> **Documento**
______
Muchos se refugiaron junto a mí. Pero él oso al verme corrió a mi encuentro. Yo, haciéndome el valiente, avancé algunos pasos hacia él. Entretanto algunos jóvenes de los que estaban en el refec­torio y que habían vencido ya a las bestias, salieron y se unieron a mí.

Aquel príncipe de los demonios se arrojó contra mí y contra ellos, pero no nos pudo herir porque estábamos defendidos por los escudos. Ni siquiera llegó a tocarnos, porque a la vista de los recién llegados, como espantado y lleno de respeto huía hacia atrás.

En­tonces fue cuando mirando con fijeza aquellos sus dos largos dientes en forma de espada, vi escritas dos palabras en gruesos caracteres. Sobre uno se leía: Otium; y sobre el otro: Gula.

Quedé estupefacto y me decía para mí:

—¿Es posible que en nuestra casa, donde todos están tan ocupa­dos, donde hay tanto que hacer, que no se sabe por dónde empezar para librarnos de nuestras ocupaciones, haya quien peque de ocio? Respecto a los jóvenes, me parece que trabajan, que estudian y que en el recreo no pierden el tiempo. Y no sabía explicarme aquello.

Pero me fue respondido:

—Y con todo, se pierden muchas medias horas.

—¿Y de la gula?, —me decía yo—. Parece que entre nosotros no se pueden cometer pecados de gula aunque uno quiera. No tene­mos ocasión de faltar a la templanza. Los alimentos no son rebusca­dos ni tampoco las bebidas. Apenas si se proporciona lo necesario. ¿Cómo pueden darse en casa casos de intemperancia que conduz­can al infierno?

De nuevo me fue respondido:

—¡Oh, sacerdote! Tú crees que tus conocimientos sobre la mo­ral son profundos y que tienes mucha experiencia; pero de esto no sabes nada; todo constituye para ti una novedad. ¿No sabes que se puede faltar contra la templanza incluso bebiendo inmoderadamente agua?

Yo, no contento con esto, quise que se me diese una explica­ción más clara y como estaba el refectorio aún iluminado por la Vir­gen, me dirigí lleno de tristeza al Hermano Miguel para que me aclarase mi duda.
______
> **Bloque de datos**

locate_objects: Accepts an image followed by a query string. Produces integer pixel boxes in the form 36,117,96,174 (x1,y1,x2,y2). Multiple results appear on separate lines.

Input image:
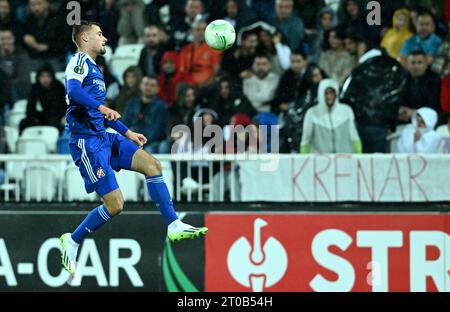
______
> **Descripción de la tarea**
Prosigue el relato del sueño del oso a partir de su última oración.

> **Respuesta**
Miguel me respondió:

—¡Ah, querido, en esto eres aún novicio! Te explicaré, pues, lo que me preguntas.

—Respecto de la gula, has de saber que se puede pecar de intemperancia, cuando incluso en la mesa se come o se bebe más de lo necesario; se puede cometer intemperancia en el dormir o cuando se hace algo relacionado con el cuerpo, que no sea necesa­rio, que sea superfluo.

Respecto al ocio has de saber que esta palabra no indica sola­mente no trabajar u ocupar o no el tiempo de recreo en jugar, sino también el dejar libre la imaginación durante este tiempo para que piense en cosas peligrosas.

El ocio tiene lugar también cuando en el estudio uno se entretiene en otra cosa, cuando se emplea cierto tiempo en lecturas frívolas o permaneciendo con los brazos cruza­dos contemplando a los demás; dejándose vencer por la desgana y especialmente cuando en la iglesia no se reza o se siente fastidio en los actos de piedad. El ocio es el padre, el manantial, la causa de muchas malas tentaciones y de múltiples males.

Tú, que eres direc­tor de estos jóvenes, debes procurar alejar de ellos estos dos peca­dos, procurando avivar en ellos la fe. Si llegas a conseguir de tus muchachos que sean temperantes en las pequeñas cosas que te he indicado, vencerán siempre al demonio y con esta virtud alcanzarán la humildad, la castidad y las demás virtudes.

Y si ocupan el tiempo en el cumplimiento de sus deberes, no caerán jamás en la tentación del enemigo infernal y vivirán y morirán como cristianos santos.

Después de haber oído todas estas cosas, le di las gracias por una tan bella instrucción, y después, para cerciorarme de si era re­alidad o simple sueño todo aquello, intenté tocarle la mano; pero no lo pude conseguir.

Lo intenté por segunda vez y por tercera, pero todo fue inútil: sólo tocaba el aire. Con todo yo veía a todas aquellas personas, las oía hablar, parecían vivas. Me acerqué a Don Alasonatti, a Don Ruffino, a mi hermano, pero no me fue posible tocar la mano a ninguno de ellos.

Yo estaba fuera de mí y exclamé:

—Pero ¿es cierto o no es cierto todo lo que estoy viendo? ¿Aca­so no son estas personas? ¿No los he oído hablar a todos ellos?

El Hermano Miguel me respondió:

—Has de saber, puesto que lo has estudiado, que hasta que el alma no se reúna con el cuerpo, es inútil el que intentes tocarme.

No se puede tocar a los simples espíritus. Sólo para que los mortales nos puedan ver debemos adoptar la forma humana. Pero cuando todos resucitemos para el Juicio, entonces tomaremos nuevamente nuestros cuerpos inmortales, espiritualizados.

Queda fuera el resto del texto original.